• Exercise details: Output the full listing below exactly, without the pictures.

Recorded data
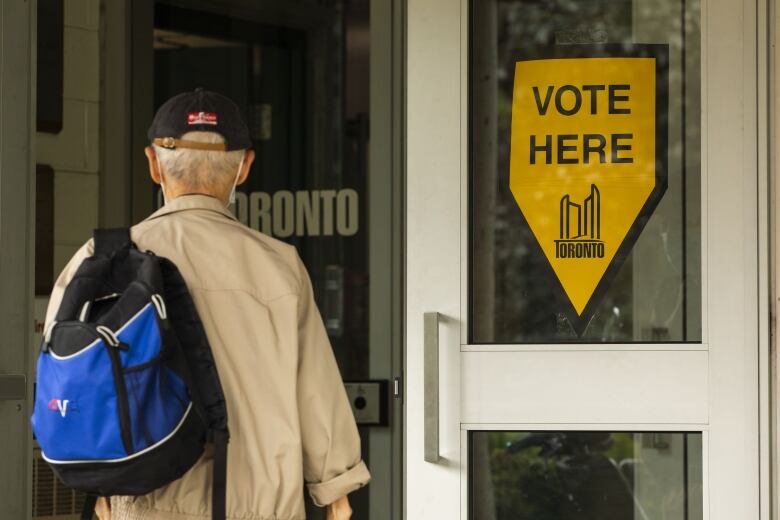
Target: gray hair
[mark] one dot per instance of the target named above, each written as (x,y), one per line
(199,169)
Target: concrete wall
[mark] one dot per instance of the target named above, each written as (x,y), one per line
(74,152)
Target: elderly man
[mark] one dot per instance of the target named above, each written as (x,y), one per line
(289,416)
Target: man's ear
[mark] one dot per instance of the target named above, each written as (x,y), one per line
(249,157)
(151,158)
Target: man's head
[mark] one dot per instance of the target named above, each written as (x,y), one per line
(199,144)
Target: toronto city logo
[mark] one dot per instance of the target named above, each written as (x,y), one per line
(580,233)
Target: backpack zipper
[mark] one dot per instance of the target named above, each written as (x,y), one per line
(122,401)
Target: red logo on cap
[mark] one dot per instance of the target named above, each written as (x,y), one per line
(202,118)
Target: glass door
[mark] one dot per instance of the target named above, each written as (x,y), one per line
(582,266)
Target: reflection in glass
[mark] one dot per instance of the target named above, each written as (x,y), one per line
(585,476)
(656,294)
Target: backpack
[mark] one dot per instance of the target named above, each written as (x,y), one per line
(127,392)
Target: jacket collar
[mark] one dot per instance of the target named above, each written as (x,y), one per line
(193,201)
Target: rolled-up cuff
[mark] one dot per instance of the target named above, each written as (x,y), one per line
(327,492)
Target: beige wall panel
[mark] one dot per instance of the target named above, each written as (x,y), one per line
(62,254)
(83,13)
(75,148)
(75,207)
(82,65)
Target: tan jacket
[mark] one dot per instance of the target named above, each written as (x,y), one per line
(288,413)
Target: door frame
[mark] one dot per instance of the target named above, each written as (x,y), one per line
(437,48)
(18,31)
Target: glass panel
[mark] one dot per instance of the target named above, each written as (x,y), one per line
(585,476)
(651,291)
(300,73)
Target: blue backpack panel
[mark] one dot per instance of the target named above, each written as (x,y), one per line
(127,392)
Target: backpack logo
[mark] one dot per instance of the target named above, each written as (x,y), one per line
(62,406)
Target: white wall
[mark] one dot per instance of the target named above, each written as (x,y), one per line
(74,152)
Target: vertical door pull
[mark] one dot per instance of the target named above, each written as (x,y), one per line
(431,385)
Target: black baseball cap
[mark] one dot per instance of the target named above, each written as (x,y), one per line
(199,110)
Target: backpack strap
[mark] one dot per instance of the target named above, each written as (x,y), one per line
(218,490)
(109,240)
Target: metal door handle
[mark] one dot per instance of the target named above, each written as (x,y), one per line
(431,385)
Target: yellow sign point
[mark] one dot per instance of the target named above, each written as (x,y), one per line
(588,161)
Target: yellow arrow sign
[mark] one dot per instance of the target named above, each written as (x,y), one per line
(588,160)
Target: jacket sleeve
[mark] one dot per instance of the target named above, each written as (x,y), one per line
(332,464)
(64,279)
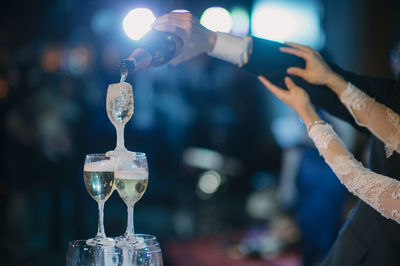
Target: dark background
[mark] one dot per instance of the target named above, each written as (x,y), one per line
(54,72)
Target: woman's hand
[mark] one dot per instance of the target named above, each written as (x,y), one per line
(295,97)
(316,71)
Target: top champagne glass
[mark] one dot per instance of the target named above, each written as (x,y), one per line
(119,110)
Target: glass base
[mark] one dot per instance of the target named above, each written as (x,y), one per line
(105,241)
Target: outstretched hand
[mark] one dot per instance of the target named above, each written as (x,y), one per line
(317,70)
(295,97)
(196,38)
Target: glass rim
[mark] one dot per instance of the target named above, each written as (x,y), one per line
(99,154)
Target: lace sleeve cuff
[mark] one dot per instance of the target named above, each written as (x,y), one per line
(355,99)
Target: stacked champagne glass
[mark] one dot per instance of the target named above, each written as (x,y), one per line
(127,172)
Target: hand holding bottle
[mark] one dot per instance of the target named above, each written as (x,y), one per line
(196,38)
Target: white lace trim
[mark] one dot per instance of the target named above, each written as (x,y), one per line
(355,99)
(372,188)
(393,141)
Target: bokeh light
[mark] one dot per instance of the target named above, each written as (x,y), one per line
(209,182)
(280,22)
(137,22)
(216,19)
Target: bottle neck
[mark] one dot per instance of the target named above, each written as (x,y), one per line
(140,58)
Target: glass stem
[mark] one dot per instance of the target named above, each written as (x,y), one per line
(120,138)
(100,229)
(130,232)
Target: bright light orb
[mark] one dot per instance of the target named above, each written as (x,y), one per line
(283,21)
(180,11)
(216,19)
(274,23)
(138,22)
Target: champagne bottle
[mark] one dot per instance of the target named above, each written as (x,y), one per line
(155,48)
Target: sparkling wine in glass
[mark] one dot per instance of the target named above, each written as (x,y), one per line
(120,109)
(98,173)
(131,179)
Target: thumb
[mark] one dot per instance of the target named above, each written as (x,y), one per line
(290,84)
(296,71)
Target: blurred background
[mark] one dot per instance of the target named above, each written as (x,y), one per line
(233,177)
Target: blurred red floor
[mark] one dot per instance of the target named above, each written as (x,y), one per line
(211,251)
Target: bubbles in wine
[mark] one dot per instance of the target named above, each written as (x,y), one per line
(120,103)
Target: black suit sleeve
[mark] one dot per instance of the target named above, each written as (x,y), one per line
(267,60)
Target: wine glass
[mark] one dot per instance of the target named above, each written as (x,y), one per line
(80,254)
(131,178)
(120,109)
(150,255)
(98,173)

• Result:
Target: gray hair
[mark] one dot per instance of the target named above, each written as (x,y), one per line
(199,169)
Target: concrete wall
[mark] one dot per instance of the target named above, each written as (x,y), one per line
(74,152)
Target: elderly man
[mark] one dot per instance of the target named above, each written as (x,y), one per line
(289,416)
Target: man's ear
[mark] one dot per instance of the target named above, each written as (x,y), one per line
(249,157)
(151,158)
Target: man's head
[mark] one dot per instance of the target named above, each written as (x,y), one per line
(199,144)
Target: toronto city logo
[mark] one dot per instance of the target named above, each written as (x,y), one per line
(580,233)
Target: backpack zipper
[mark] one dot per instance of the target named above, each written as (x,y), one per line
(122,401)
Target: red logo on cap
[mark] one dot per instance of the target named above, each written as (x,y), one per line
(202,118)
Target: glass door
[mark] one dot per instance of the target named above, each written as (x,y), one per line
(582,266)
Target: reflection in glass
[mark] one dot per instance of the target named above, each written as (x,y), one per line
(585,476)
(656,294)
Target: backpack
[mark] one dot per instance of the target named above, each written as (x,y), one per line
(127,392)
Target: jacket collar
[mark] one dot per instance of the target named above, each written as (x,y), one per line
(193,201)
Target: rolled-up cuff
[mark] one dot per instance of the target named above, each written as (x,y), one per line
(327,492)
Target: beige wall panel
[mark] one dot per instance of the target named above, each written as (x,y), one per line
(62,254)
(83,13)
(75,148)
(75,207)
(82,65)
Target: tan jacket
[mark] one dot per instance of the target named above, each written as (x,y), one per line
(288,413)
Target: door frame
[mark] one dot per instance of the target named above, each written as (x,y), one per line
(437,48)
(18,31)
Target: glass panel
[mark] one dot per instance of the target named above, each written as (x,y), one per line
(585,476)
(651,291)
(300,73)
Target: blue backpack panel
[mark] one dot per instance of the target named above, each written as (x,y), one per line
(127,392)
Target: backpack logo
[mark] one dot per instance of the target named above, each written as (x,y), one per line
(62,406)
Target: white wall
[mark] one dot per instance of the target named above, each written as (x,y), one per line
(74,152)
Target: vertical door pull
[mark] one dot per instance of the target named above, each written as (x,y), one per line
(431,385)
Target: black baseball cap
[mark] one dot per instance of the target named above, each written as (x,y), one per line
(199,110)
Target: backpack strap
[mark] one dot per instance of the target named above, each written as (x,y), one per line
(218,490)
(109,240)
Target: metal door handle
[mark] one dot per instance of the target named above, each written as (x,y), one per line
(431,385)
Target: yellow sign point
[mark] one dot per instance of the target named above, each written as (x,y), one per line
(588,161)
Target: yellow arrow sign
[mark] one dot per instance of the target named above, each written as (x,y), one per line
(588,160)
Target: jacket sleeve
[mark] one dot per instance of the target named above, each written as (x,y), one per line
(332,464)
(64,279)
Target: dark background
[mark] one dot per instance of the target named above, each written as (x,y), one per line
(54,72)
Target: woman's hand
[mark] one dot per instance of the target named above, each written as (x,y), one per line
(295,97)
(316,71)
Target: top champagne glass
[mark] one dot per instance of the target named above, each written as (x,y), one per line
(119,110)
Target: glass base
[mark] one dot per instance of the target named above, each written as (x,y), one per line
(105,241)
Target: outstretched hand
[mark] one dot per instance of the target named above, each written as (x,y), one per line
(317,70)
(295,97)
(196,38)
Target: glass rim
[mark] one dot per instance of the target named above, each written as (x,y), one per line
(99,154)
Target: lace sleeve cuff
[mark] one dot per instance of the target named above, each written as (x,y), one per line
(355,99)
Target: stacked champagne glass
[mark] one dot per instance of the target named above, each written as (x,y), one per line
(127,172)
Target: hand holding bottle
[mark] one dot per instance of the target named above, each written as (x,y), one per line
(196,38)
Target: white lace trim
[mark] one dot per instance of the target named above, each written as (x,y), one per line
(355,99)
(372,188)
(393,141)
Target: bokeh light
[mark] one dot per instance of the target named above, each written as (x,y), one per line
(209,182)
(280,22)
(137,22)
(216,19)
Target: bottle neck
[mark] one dot per instance of the target named above, each written as (x,y), one per line
(140,58)
Target: glass stem
[mark] one dot per instance of the target named above, each written as (x,y), one per line
(120,138)
(100,229)
(130,232)
Target: bright light orb
[mark] one dot per instance of the target named above, each written as (x,y), one per line
(283,21)
(180,11)
(216,19)
(274,23)
(138,22)
Target: champagne bottle
[mark] one dot per instance of the target named above, each written as (x,y), one per line
(155,48)
Target: sparkling wine in glass
[mark] one dot per instance of the target named above, each written as (x,y), one per line
(120,109)
(98,173)
(131,179)
Target: thumb
[mark] one dot per instance of the target named above, each written as (x,y), one per line
(290,84)
(296,71)
Target: blurred background
[mark] one dot per instance of the target named above, each written as (x,y), one per line
(233,177)
Target: blurred red floor
[mark] one dot per instance of the target named above, each written as (x,y), one per line
(211,251)
Target: bubbles in wine
[mark] one dot per instance of the target named above, each written as (x,y), one per line
(120,103)
Target: black suit sleeve
[mark] one dot per instance of the target named above, each written as (x,y), one per line
(267,60)
Target: wine glass
[mark] one dot per instance of the target named above, each written as (x,y), one per line
(80,254)
(131,178)
(120,109)
(150,255)
(98,173)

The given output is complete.